▶ _Given passage_:
※ ※ ※

The Bishop of Southwark, the Rt Revd Christopher Chessun, speaks in the House of Lords last week

The Bishop of Southwark, the Rt Revd Christopher Chessun, speaks in the House of Lords last week

CATHEDRAL and choir schools that provide for special educational needs will be “severely affected” by the new Government’s pledge to scrap the VAT exemption for independent schools, the Bishop of Southwark, the Rt Revd Christopher Chessun, has warned.

The impact would be “disproportionately severe” for small schools, he argued.

Currently, independent schools do not have to charge VAT on their fees because there is an exemption for the charitable supply of education. In its election manifesto, however, the Labour Government pledged to scrap this exemption. This is due to apply from January.

Speaking in the House of Lords last week in a debate on the subject, Bishop Chessun said that the Government had “a well-evidenced belief that parents purchase an economic and social benefit for their children’s future through private schooling”, and that, while there was an “undoubted premium placed on forming character or the excellence in pastoral care that some of these schools exhibit, the Government nevertheless have a mandate for change”.

The girls’ and boys’ choirs at Southwark Cathedral — drawn “almost entirely” from state schools — would be unaffected, he said, and “a number of schools in my diocese offering provision for special educational needs and disabilities have their places funded by the local authorities.

“But there are cathedral and choir schools, and private schools, with provision for special educational needs that will be severely affected by the change that the Government intend. Many of these are small schools, and therefore the impact will be disproportionately severe.”

The Lords briefing on the debate states that 20 per cent of pupils in this sector receive provision for special educational needs and disabilities (SEND). This, the Bishop said, was of “undoubted public benefit, but of these, only 6.9 per cent have an education, health, and care plan. This suggests that there is a significant element of special-needs provision that is currently covered by private funding, and which cannot be absorbed by local education authority budgets if private places become unaffordable.”

If small- and medium-sized schools that offer SEND provision became unviable, he continued, “the general SEND capacity in the country, already overstretched, becomes yet smaller.”

He asked the Government whether removing the exemption “at such short notice” in January 2025 allowed enough time to adjust budgets.

Concluding, he urged the Government to approach the debate with “much greater sensitivity” about the “adverse and unintended consequences. . .

“There is the distinctive yet gloriously diverse world of cathedral and choir schools, which continue to safeguard and feed the English choral tradition. They are intimately bound up with their localities, drawing choristers from a wide social background, and have a very significant impact on the choral and musical life of this nation.”

He referred to one example: “A 100-per-cent bursary fee remission for local children who are very talented musically but whose parents cannot afford any fees, with numerous other pupils who are in receipt of 75 per cent or more remission — the focus now being on remitting fees, rather than on awarding scholarships, to increase social inclusion.”

The debate was brought by the Conservative peer Lord Lexden, who argued in his introductory speech that the exemption was being brought in with “extraordinary haste”, and would have “serious and far-reaching consequences”.

※ ※ ※

▶ _Tasks for this exercise_:
a - List every percentage figure that appears in the article on school VAT.
b - Answer these questions using the article on school VAT:
(i) From when is the removal of the VAT exemption due to apply?
(ii) From what kind of schools are the girls' and boys' choirs at Southwark Cathedral drawn?
(iii) Who brought the debate in the House of Lords?
c - Reproduce everything in the article on school VAT from "CATHEDRAL and choir schools that" down to "apply from January.".

※ ※ ※

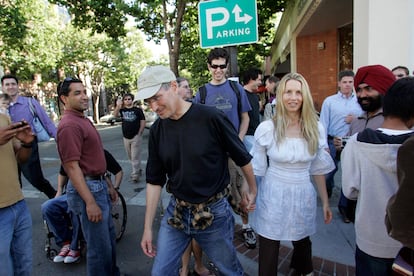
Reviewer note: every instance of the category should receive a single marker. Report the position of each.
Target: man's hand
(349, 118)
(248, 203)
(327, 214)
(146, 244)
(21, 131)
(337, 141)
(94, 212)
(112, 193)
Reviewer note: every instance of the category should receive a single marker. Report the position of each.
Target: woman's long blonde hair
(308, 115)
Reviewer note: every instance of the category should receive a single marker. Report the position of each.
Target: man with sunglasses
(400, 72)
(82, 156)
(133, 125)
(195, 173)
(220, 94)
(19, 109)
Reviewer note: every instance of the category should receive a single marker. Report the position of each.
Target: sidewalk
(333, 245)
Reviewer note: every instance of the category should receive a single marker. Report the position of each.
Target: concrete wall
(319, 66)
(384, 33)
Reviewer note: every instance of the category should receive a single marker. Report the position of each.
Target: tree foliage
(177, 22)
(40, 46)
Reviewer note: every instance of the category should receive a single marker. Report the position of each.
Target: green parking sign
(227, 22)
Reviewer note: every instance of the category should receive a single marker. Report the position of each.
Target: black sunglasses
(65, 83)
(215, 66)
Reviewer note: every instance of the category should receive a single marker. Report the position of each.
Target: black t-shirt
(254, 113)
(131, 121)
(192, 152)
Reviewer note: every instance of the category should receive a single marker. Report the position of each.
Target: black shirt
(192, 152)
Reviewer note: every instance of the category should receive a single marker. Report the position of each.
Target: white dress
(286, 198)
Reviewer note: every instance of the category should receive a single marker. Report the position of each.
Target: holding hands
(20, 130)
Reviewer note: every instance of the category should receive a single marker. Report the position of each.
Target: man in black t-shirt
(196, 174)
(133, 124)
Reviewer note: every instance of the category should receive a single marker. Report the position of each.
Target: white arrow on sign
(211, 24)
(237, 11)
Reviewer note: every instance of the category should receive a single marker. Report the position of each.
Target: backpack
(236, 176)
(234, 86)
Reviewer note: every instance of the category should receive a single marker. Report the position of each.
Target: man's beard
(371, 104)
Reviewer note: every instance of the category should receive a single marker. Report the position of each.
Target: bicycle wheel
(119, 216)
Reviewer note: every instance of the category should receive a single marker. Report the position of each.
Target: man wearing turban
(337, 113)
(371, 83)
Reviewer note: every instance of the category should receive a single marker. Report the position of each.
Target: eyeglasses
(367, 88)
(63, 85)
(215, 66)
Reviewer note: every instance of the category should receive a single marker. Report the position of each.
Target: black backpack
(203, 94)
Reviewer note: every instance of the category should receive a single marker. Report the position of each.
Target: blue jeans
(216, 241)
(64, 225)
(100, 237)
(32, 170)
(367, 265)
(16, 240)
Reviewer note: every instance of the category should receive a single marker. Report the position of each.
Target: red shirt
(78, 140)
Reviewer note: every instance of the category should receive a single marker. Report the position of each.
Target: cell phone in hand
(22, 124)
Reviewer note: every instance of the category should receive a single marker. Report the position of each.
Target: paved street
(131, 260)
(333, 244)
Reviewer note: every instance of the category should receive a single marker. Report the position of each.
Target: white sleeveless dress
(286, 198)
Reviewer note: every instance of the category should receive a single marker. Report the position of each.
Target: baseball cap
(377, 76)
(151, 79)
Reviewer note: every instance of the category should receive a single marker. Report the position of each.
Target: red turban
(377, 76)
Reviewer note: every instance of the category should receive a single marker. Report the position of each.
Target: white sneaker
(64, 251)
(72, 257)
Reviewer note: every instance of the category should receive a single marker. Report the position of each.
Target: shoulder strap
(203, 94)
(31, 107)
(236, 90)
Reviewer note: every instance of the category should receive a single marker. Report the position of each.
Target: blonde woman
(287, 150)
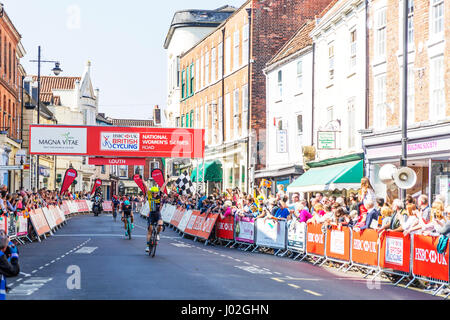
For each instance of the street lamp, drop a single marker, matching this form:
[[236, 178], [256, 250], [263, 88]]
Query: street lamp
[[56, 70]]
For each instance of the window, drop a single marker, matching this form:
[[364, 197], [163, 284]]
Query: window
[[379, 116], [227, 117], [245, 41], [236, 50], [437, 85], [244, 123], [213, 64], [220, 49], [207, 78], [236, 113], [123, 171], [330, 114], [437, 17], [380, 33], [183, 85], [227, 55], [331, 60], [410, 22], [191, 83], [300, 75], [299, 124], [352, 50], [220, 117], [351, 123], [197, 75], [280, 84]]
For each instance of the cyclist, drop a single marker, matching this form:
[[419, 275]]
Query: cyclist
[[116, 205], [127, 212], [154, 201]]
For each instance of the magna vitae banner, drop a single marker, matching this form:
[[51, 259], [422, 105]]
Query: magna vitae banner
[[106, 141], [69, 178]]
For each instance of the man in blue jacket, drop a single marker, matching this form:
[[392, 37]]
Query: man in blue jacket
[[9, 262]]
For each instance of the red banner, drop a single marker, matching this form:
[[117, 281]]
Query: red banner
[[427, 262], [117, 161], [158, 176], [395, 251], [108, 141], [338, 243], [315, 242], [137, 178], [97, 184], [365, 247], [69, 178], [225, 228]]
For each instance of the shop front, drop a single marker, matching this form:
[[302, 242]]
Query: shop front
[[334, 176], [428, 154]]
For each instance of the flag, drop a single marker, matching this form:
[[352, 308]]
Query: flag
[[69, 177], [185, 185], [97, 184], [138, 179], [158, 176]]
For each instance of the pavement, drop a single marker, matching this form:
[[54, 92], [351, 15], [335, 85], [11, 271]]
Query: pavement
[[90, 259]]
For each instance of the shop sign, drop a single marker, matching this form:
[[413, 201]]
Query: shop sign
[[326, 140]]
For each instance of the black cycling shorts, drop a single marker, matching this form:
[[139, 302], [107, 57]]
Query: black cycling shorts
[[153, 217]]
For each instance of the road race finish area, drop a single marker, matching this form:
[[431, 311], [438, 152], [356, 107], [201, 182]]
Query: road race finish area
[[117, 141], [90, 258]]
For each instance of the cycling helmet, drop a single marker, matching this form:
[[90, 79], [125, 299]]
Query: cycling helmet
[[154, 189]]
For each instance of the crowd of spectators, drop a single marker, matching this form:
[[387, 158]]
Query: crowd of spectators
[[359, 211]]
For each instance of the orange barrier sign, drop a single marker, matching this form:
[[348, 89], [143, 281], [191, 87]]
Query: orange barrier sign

※ ※ ※

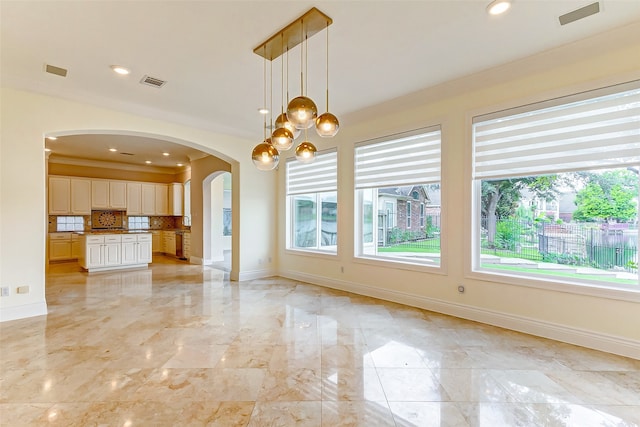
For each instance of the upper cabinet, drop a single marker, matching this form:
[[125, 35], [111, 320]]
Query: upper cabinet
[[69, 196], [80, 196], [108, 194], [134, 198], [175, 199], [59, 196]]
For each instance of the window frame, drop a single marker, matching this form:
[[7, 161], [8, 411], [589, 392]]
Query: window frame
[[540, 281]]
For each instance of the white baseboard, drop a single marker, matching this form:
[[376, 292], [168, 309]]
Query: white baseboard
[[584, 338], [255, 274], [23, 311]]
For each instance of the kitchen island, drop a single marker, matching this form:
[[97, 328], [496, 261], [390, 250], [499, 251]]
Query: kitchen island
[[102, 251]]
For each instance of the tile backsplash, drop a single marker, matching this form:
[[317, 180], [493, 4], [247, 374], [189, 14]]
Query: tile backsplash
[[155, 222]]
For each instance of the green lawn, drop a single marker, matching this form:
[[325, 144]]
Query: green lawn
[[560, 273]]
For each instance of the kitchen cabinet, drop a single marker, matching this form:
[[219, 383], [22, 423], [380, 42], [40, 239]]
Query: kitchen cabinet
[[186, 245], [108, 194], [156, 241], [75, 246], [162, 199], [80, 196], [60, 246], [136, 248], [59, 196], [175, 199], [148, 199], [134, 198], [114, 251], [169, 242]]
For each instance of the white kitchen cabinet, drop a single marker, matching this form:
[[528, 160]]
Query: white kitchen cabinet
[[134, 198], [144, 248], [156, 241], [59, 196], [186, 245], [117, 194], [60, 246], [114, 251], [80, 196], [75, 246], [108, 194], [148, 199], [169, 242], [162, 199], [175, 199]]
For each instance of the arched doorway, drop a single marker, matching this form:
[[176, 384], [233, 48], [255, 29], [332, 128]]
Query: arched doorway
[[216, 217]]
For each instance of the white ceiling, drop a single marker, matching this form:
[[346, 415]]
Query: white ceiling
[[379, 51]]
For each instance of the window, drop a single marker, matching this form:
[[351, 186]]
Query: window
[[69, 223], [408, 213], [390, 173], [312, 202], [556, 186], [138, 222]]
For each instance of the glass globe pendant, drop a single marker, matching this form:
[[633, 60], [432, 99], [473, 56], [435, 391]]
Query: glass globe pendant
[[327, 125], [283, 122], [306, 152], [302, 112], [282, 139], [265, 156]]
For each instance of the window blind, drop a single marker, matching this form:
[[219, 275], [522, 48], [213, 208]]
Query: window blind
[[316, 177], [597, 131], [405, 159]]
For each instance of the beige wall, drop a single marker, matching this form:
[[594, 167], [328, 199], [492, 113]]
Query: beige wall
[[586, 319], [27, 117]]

※ ※ ※

▶ _Written answers_:
a -
20 per cent
6.9 per cent
100 per cent
75 per cent

b -
(i) From January (2025).
(ii) Almost entirely from state schools.
(iii) The Conservative peer Lord Lexden.

c -
CATHEDRAL and choir schools that provide for special educational needs will be “severely affected” by the new Government’s pledge to scrap the VAT exemption for independent schools, the Bishop of Southwark, the Rt Revd Christopher Chessun, has warned.

The impact would be “disproportionately severe” for small schools, he argued.

Currently, independent schools do not have to charge VAT on their fees because there is an exemption for the charitable supply of education. In its election manifesto, however, the Labour Government pledged to scrap this exemption. This is due to apply from January.